阅读文本:

>>>

柴希高,明代书法家。字汝愚,号牛山,陕西乌龙铺柴家老庄人,祖籍山西省临县兔坂柴家沟村,后迁居州城。少时体貌魁梧,聪颖过人。最初在本村窑湾书舍随樊先生学习。他勤学好问,才识英敏。后拜张玑(曾任明迪功郎、重庆府经历)为师,学业大进,成为当时名士,于明正德五年(1510)中举 。

时京都皇宫五凤楼额因年久字迹剥落,模糊不清,正德皇帝下诏补写。其阁系元朝书法家赵松雪所书,京城名家云集,书法却无有逾赵者,皇帝郁郁不乐。有人推荐柴希高,他挥毫补写,呈请帝阅,龙颜大悦,遂将“五凤楼”3字补起,一时名扬全国,授江苏省常州府通判。任职期间,举贤才,施惠政,为民请命,深得百姓爱戴。但希高深感官场人事舛驰、倾轧之积弊。

嘉靖中(1522~1566)告乞回家葬亲,在墓侧结庐以居。返里后,定居葭州山城,不愿为官,日与旧友张彭山、曹真乡、马应灵登山临水,诗酒往还,结为文社,时人称为“葭州四皓”。

希高轻财好义,将为官时积存之金银财物,慷慨分给贫困人家。嘉靖年间,陕北连年兵祸,青壮年大都外逃,官吏横行乡里,民不聊生,怨声载道。官府积弊额丁,将逃亡之人补以原额。希高耳闻目睹,深感怜悯,草拟《与郝郡守书》,洋洋千余言,陈述民间疾苦。

葭州知州郝桓得书后,回访希高,畅谈后许为代请,但因流弊甚多,积重难返。从此他绝口不言时事,每与朋友往来,介乎山水之间。

葭州城定居时,常为新建庙宇书写匾额。留于后世的有关王庙“忠勇冠世”、财神庙“福水善火”、观音阁“观音阁”以及五女清风祠崖面题诗“伐石为祠肖五姑,自来玉体不曾污 。清风吹满门前路,愧杀经过贱丈夫。”等。

<<<

数据内容:

>>>

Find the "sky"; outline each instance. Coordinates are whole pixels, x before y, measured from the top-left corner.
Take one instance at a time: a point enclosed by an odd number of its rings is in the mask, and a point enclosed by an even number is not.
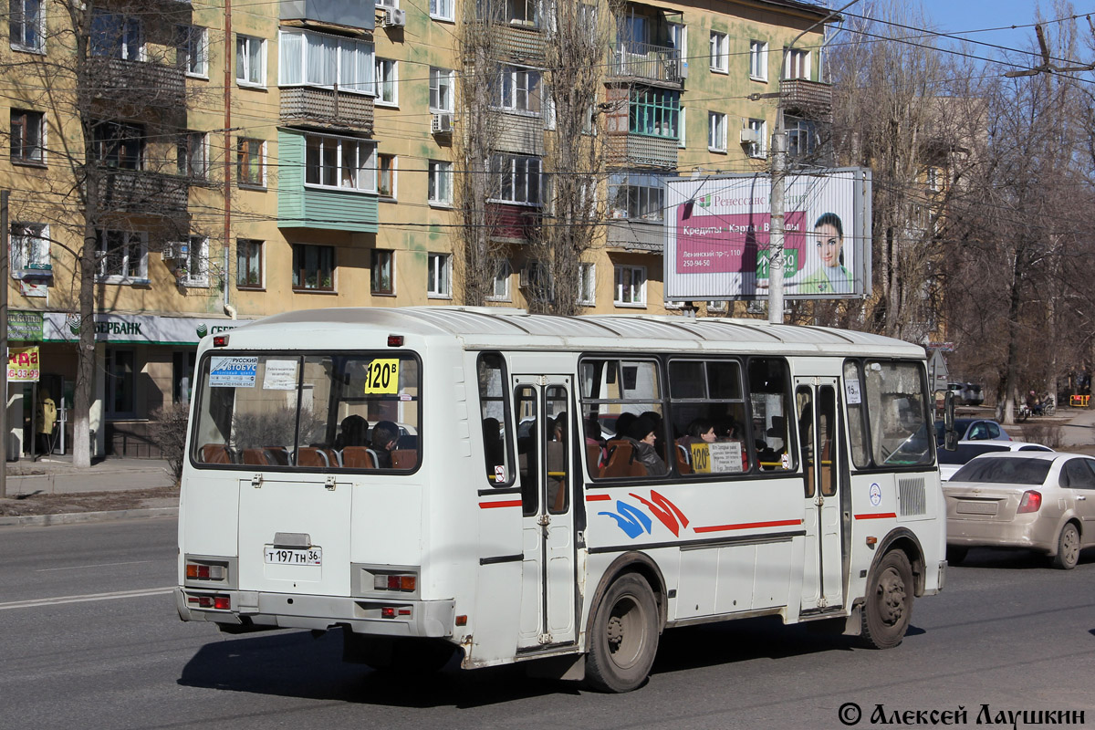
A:
[[[839,2],[839,5],[844,4]],[[991,44],[1007,49],[1027,50],[1037,47],[1033,27],[1036,5],[1045,19],[1058,15],[1052,1],[1046,0],[921,0],[924,15],[944,33],[959,35],[978,44]],[[1092,14],[1095,21],[1095,0],[1072,0],[1076,14]],[[855,5],[849,9],[855,10]],[[1079,20],[1081,31],[1087,30],[1087,22]],[[1011,26],[1019,26],[1012,28]],[[1052,33],[1053,25],[1047,31]],[[1088,31],[1090,33],[1090,31]],[[975,45],[972,53],[984,58],[999,58],[1004,51],[986,45]],[[1034,60],[1033,63],[1037,63]]]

<<<

任务要求:
请将关于柴希高的阅读文本中自“希高轻财好义,将为官时积存之”起至“每与朋友往来,介乎山水之间。”止的部分原样输出，首尾两处字句均包括在内。

习题解答:
希高轻财好义,将为官时积存之金银财物,慷慨分给贫困人家。嘉靖年间,陕北连年兵祸,青壮年大都外逃,官吏横行乡里,民不聊生,怨声载道。官府积弊额丁,将逃亡之人补以原额。希高耳闻目睹,深感怜悯,草拟《与郝郡守书》,洋洋千余言,陈述民间疾苦。

葭州知州郝桓得书后,回访希高,畅谈后许为代请,但因流弊甚多,积重难返。从此他绝口不言时事,每与朋友往来,介乎山水之间。